» PAGE TEXT:
*-*-*

Introduction
For a long time, I’ve wanted to interact with legislation data. I’ve been curious about the process of how a bill becomes a law, and what kind of bills are introduced versus what kind of bills are passed. More than anything else, I’ve been curious about how one could take such data and find ways of exploring and presenting it to people such that they could understand the process better themselves. Add a little transparency to the process, if you will.
Well, I’ve finally gotten around to this project, and today I want to discuss the data I’ve collected and how I’ve gone about exploring it. In the future, I want to drill down into geographic analysis of the data (i.e. what states are introducing what bills, what states are passing what bills, etc.) at the federal level. I also want to see if there’s ways one could observe the politicians themselves and develop a model for predicting how they will vote on a bill.

*-*-*

» WHAT YOU WILL DO:
**1)** According to the legislation post, at what level of government will the planned geographic analysis take place?
**2)** Write the next part of the legislation post, starting right after its last sentence.
The entries that follow come from a different source than the legislation post.

» DATASET CONTENT:
*-*-*

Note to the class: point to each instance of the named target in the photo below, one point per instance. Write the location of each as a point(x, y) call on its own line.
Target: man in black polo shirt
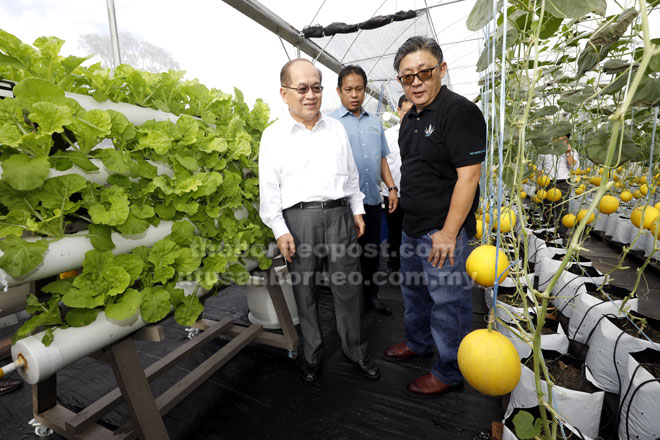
point(443, 142)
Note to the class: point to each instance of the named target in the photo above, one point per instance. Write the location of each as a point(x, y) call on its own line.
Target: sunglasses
point(302, 90)
point(423, 75)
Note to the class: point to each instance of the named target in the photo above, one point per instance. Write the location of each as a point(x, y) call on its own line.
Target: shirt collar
point(344, 112)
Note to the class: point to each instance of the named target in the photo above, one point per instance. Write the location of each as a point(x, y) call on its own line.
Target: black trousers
point(370, 249)
point(394, 227)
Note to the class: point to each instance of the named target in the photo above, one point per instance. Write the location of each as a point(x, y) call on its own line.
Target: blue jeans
point(437, 302)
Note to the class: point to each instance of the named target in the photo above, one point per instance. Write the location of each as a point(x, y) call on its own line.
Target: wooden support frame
point(133, 380)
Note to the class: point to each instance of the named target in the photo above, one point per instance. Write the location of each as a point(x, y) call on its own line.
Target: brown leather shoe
point(400, 352)
point(429, 385)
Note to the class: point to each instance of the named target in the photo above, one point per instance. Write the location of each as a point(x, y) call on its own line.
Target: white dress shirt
point(393, 159)
point(556, 167)
point(301, 165)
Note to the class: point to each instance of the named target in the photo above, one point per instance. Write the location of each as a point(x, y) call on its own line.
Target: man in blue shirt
point(369, 147)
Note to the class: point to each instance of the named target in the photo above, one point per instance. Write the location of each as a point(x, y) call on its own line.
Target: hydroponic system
point(147, 184)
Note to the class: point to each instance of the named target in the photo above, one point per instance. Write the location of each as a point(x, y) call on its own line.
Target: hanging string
point(484, 170)
point(491, 141)
point(650, 183)
point(500, 152)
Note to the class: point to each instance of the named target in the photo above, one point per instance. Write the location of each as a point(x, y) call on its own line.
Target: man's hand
point(286, 246)
point(443, 246)
point(359, 224)
point(393, 199)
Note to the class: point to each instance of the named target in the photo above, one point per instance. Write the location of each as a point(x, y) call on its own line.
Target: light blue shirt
point(369, 145)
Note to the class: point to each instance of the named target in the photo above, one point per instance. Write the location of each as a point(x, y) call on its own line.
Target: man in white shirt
point(557, 168)
point(310, 197)
point(394, 219)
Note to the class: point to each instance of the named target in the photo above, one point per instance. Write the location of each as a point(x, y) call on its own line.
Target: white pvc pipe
point(13, 300)
point(69, 345)
point(136, 115)
point(73, 343)
point(69, 252)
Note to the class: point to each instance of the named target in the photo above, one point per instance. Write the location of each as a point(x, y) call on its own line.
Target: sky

*-*-*

» RESPONSE LIST:
**1)** At the federal level.

**2)**
All of these goals are quite ambitious, so I’m going to start small. Today, I’ll be focusing on the data I’ve collected and some basic exploratory analysis.
Data - How It Was Obtained
My primary data source is Congress.gov. This site is maintained by the Library of Congress and is a great resource for anyone interested in the legislative process.
There’s way more data than I could possibly use, so for now I’m focusing on the 117th Congress. Furthermore, I’m only considering resolutions and joint resolutions, but in the future we may consider concurrent resolutions as well. We omit all amendments for the time being.
Here’s the data I collected:
Bill Type | Introduced |
---|---|
House Resolution | 9,698 |
House Joint Resolution | 106 |
Senate Resolution | 5,357 |
Senate Joint Resolution | 70 |
Total | 15,231 |
We’ll dig in a bit deeper into the data in the next section, but for now I want to discuss how I obtained the data.
Funny enough, building out a crawler for this site was pretty easy. The site is well organized and the data is presented in a consistent manner. I used the following technologies:
- Python
- BeautifulSoup
- Selenium
- A little bit of regex magic
Because the site dynamically loads data, I had to use Selenium to load the page and then use BeautifulSoup to parse the HTML instead of something like requests. Furthermore, to respect the site’s bandwidth, I added a 5-second delay between each page load. This resulted in the crawler taking about 3 days to run.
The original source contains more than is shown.